== The task ==
From the first line to the last, print the records exactly.

══ Records supplied

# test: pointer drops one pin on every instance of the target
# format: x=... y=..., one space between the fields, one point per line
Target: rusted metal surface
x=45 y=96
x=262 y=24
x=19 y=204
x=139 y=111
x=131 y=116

════

== Answer to this task ==
# test: pointer drops one pin on every instance of the target
# format: x=... y=..., one space between the fields, one point per line
Target: rusted metal surface
x=45 y=96
x=262 y=24
x=19 y=204
x=139 y=111
x=131 y=116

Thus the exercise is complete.